Work to be completed » Return, word for word, each line of the listing from the line containing "Could you please indicate the woven" through the last line of the listing.

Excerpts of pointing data
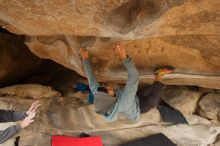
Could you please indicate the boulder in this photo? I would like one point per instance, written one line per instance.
(16, 59)
(182, 99)
(34, 91)
(154, 33)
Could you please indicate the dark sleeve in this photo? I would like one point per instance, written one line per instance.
(11, 116)
(9, 133)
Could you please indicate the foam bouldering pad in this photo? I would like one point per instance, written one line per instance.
(73, 141)
(153, 140)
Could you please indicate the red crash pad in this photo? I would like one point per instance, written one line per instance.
(73, 141)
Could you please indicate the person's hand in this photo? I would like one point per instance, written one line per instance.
(33, 108)
(28, 120)
(120, 51)
(84, 53)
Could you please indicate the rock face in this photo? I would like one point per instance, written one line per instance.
(209, 106)
(16, 59)
(154, 32)
(61, 115)
(182, 99)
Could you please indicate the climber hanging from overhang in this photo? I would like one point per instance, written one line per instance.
(109, 103)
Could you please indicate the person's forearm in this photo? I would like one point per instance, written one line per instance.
(93, 84)
(9, 133)
(11, 116)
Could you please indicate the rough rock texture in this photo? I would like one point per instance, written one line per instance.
(182, 99)
(111, 18)
(67, 116)
(16, 59)
(203, 69)
(209, 106)
(30, 90)
(182, 33)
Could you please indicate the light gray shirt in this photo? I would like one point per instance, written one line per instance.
(127, 101)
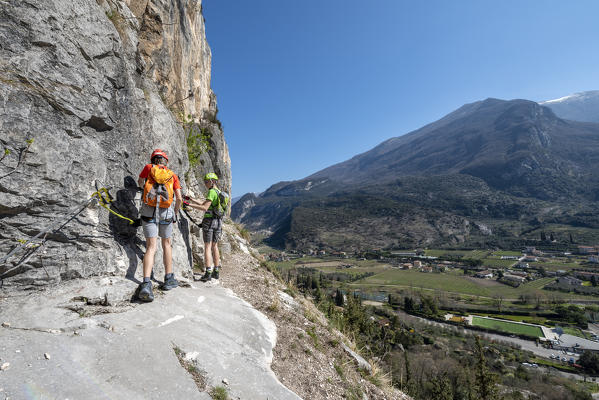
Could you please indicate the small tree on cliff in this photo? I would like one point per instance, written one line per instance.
(485, 379)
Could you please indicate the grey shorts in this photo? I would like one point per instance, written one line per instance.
(212, 229)
(152, 228)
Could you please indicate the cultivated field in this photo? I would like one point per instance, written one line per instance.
(509, 327)
(455, 282)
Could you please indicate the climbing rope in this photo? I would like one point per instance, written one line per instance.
(104, 198)
(104, 201)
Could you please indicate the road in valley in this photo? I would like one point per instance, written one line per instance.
(522, 343)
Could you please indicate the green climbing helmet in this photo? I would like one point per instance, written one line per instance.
(210, 176)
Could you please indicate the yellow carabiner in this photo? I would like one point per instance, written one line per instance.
(104, 201)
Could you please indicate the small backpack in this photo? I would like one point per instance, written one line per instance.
(159, 188)
(220, 209)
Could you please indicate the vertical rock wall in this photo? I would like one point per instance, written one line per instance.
(87, 90)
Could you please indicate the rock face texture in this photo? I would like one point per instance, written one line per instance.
(87, 90)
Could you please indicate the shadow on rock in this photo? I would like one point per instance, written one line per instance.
(123, 232)
(184, 228)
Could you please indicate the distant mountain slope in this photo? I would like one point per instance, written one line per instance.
(454, 181)
(515, 145)
(583, 106)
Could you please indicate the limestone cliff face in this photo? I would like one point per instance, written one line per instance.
(87, 90)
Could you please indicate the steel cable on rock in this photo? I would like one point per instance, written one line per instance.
(55, 227)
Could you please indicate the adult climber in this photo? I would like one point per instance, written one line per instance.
(158, 214)
(211, 226)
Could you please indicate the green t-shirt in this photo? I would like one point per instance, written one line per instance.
(212, 195)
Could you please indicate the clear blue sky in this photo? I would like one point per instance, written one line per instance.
(302, 85)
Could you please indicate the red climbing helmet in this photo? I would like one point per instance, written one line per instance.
(159, 153)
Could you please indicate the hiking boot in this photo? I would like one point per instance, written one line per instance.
(169, 283)
(207, 276)
(145, 292)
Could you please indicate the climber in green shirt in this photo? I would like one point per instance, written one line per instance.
(211, 226)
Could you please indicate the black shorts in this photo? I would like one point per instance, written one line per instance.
(212, 229)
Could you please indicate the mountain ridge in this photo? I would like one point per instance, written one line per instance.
(520, 150)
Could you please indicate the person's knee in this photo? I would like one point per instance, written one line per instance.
(150, 245)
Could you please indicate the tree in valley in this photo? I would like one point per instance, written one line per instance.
(484, 379)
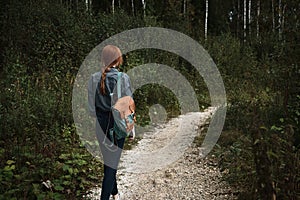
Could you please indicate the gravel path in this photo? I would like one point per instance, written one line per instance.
(166, 165)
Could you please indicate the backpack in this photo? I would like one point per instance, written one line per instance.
(123, 112)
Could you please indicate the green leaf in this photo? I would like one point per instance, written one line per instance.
(9, 162)
(59, 188)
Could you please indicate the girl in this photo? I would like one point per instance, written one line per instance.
(111, 59)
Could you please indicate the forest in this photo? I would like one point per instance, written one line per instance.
(254, 43)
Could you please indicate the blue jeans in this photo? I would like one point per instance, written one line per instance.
(111, 150)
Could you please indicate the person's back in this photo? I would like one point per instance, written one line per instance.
(102, 86)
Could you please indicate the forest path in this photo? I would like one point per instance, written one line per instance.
(162, 167)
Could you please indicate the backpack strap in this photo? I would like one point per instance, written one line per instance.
(119, 85)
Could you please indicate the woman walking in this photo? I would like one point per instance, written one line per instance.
(100, 106)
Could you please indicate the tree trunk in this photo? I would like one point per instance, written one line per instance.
(206, 20)
(184, 7)
(239, 19)
(132, 7)
(257, 19)
(280, 19)
(245, 20)
(144, 7)
(249, 17)
(273, 16)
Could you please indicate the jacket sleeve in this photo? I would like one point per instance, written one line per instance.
(126, 86)
(91, 95)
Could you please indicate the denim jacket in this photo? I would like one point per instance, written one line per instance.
(97, 101)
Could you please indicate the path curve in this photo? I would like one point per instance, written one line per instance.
(181, 176)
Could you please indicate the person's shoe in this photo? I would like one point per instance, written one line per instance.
(117, 197)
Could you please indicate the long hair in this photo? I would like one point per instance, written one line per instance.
(111, 57)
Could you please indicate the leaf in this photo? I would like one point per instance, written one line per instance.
(9, 162)
(59, 188)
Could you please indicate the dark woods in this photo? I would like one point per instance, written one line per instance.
(254, 43)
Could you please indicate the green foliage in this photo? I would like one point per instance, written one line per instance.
(43, 44)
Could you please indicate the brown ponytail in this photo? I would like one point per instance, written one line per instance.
(111, 57)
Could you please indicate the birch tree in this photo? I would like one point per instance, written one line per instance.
(273, 16)
(132, 7)
(249, 16)
(257, 18)
(245, 19)
(206, 20)
(144, 7)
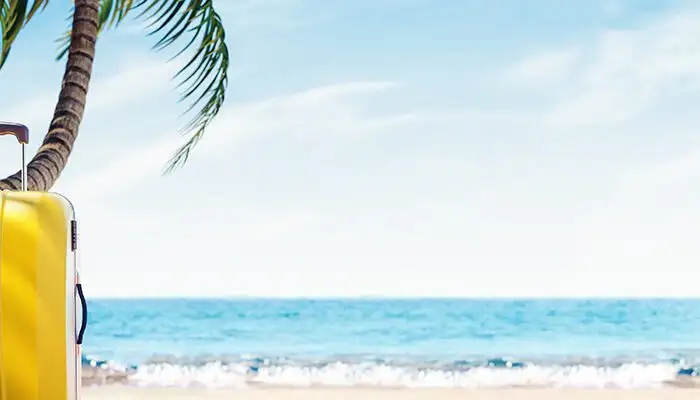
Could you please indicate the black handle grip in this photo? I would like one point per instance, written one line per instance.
(83, 322)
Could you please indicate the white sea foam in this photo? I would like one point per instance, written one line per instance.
(632, 375)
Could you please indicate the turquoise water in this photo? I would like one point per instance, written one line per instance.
(396, 342)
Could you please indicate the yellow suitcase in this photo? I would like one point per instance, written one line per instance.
(43, 313)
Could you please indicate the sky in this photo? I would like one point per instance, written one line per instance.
(403, 148)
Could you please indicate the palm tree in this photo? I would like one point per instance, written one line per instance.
(204, 76)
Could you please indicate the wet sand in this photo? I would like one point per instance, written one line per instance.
(125, 393)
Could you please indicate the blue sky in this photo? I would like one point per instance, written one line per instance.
(392, 148)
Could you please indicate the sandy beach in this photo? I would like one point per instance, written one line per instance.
(119, 393)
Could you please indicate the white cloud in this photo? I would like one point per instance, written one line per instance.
(543, 68)
(319, 109)
(628, 71)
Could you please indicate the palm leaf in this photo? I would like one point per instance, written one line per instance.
(204, 77)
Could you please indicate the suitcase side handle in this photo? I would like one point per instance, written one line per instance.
(83, 306)
(21, 132)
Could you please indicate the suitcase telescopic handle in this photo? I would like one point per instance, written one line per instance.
(21, 132)
(83, 306)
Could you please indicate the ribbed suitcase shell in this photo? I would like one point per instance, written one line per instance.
(39, 357)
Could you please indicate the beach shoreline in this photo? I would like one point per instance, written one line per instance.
(135, 393)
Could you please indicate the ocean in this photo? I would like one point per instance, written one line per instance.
(393, 343)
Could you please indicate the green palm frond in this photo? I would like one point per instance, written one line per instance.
(14, 15)
(204, 77)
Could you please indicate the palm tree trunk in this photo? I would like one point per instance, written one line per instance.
(51, 158)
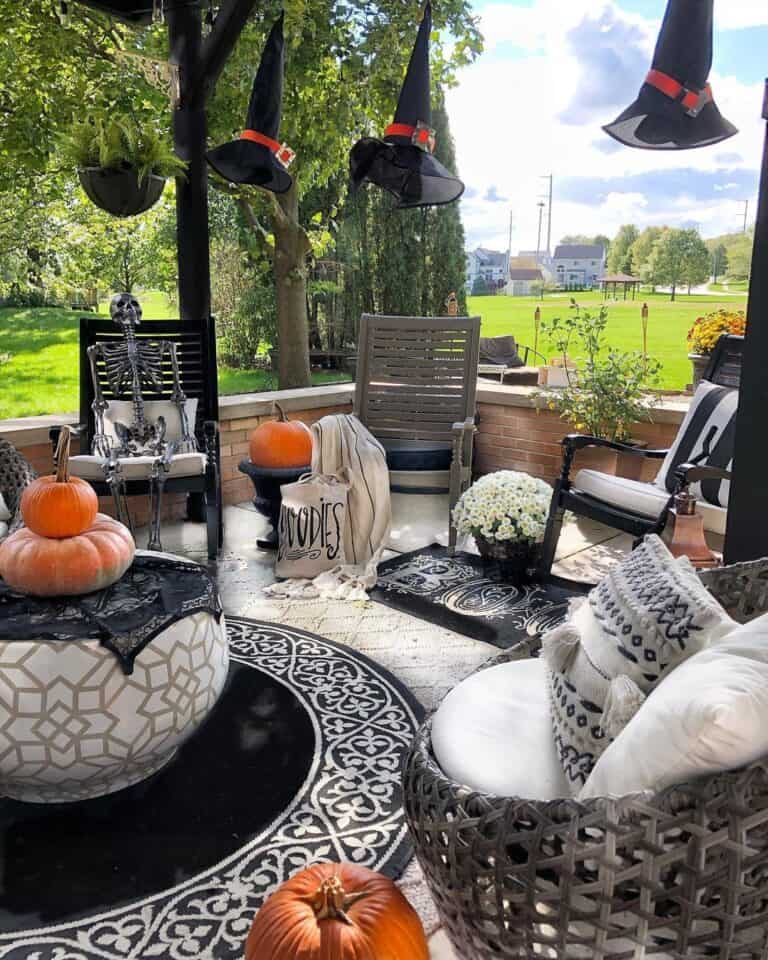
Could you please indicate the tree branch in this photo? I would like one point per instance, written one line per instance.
(227, 27)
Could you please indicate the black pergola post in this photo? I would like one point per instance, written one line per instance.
(747, 530)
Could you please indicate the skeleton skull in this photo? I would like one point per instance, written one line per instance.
(125, 308)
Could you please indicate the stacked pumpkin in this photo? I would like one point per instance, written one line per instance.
(67, 547)
(337, 911)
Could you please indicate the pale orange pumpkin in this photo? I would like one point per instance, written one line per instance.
(48, 567)
(281, 443)
(59, 505)
(335, 911)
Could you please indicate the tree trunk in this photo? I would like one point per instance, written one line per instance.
(291, 250)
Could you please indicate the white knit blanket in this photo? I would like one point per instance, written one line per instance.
(341, 446)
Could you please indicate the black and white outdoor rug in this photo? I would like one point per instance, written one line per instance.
(467, 594)
(299, 762)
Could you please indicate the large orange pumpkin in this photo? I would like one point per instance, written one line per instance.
(335, 911)
(281, 443)
(59, 505)
(47, 567)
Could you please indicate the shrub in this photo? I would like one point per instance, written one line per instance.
(610, 391)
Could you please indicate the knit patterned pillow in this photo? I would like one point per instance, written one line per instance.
(649, 614)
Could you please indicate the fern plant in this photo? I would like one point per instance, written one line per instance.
(118, 142)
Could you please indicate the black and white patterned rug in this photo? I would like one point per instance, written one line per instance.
(468, 595)
(300, 762)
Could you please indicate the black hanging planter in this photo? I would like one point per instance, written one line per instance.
(119, 192)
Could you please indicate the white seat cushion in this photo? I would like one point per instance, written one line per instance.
(121, 411)
(493, 733)
(137, 468)
(647, 499)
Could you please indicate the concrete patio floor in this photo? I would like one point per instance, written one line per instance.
(429, 659)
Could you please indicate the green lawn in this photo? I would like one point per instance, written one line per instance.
(668, 323)
(42, 373)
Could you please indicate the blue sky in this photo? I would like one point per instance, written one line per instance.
(553, 72)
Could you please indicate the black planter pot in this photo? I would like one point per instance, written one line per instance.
(268, 499)
(119, 191)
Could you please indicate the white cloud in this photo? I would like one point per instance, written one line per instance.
(738, 14)
(518, 116)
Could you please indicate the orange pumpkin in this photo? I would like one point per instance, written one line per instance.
(47, 567)
(335, 911)
(59, 505)
(281, 443)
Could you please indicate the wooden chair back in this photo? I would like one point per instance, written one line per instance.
(192, 352)
(416, 376)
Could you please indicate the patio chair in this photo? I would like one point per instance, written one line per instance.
(500, 357)
(415, 391)
(198, 475)
(640, 508)
(678, 873)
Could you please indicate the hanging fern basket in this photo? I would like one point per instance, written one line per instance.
(120, 192)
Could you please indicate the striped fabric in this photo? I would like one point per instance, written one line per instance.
(706, 438)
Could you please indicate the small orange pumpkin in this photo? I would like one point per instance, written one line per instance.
(281, 443)
(48, 567)
(59, 505)
(337, 911)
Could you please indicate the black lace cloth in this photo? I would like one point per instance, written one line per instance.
(154, 593)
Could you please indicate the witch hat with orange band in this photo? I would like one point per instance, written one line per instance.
(258, 157)
(675, 109)
(402, 162)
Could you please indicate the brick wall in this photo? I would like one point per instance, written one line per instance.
(512, 435)
(523, 438)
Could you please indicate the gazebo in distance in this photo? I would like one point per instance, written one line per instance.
(617, 280)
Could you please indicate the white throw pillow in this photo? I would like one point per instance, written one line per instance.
(646, 616)
(706, 436)
(121, 411)
(708, 715)
(493, 733)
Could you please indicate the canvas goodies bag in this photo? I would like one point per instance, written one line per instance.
(313, 516)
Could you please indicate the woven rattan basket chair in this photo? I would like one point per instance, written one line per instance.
(681, 874)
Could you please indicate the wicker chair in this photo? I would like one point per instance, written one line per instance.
(682, 874)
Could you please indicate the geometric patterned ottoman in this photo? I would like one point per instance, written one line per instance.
(74, 726)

Task output »
Could you please indicate the woven rattan basket chair in this photo? I would like one point per instance, written one line per instance.
(681, 874)
Could you please indicate the wicker chair in this photo? I would like one point per instance, written one line per instance.
(682, 874)
Could you please indicate the geometric patterned ottoman in this photo? I would like one point per instance, written one line per instance.
(74, 726)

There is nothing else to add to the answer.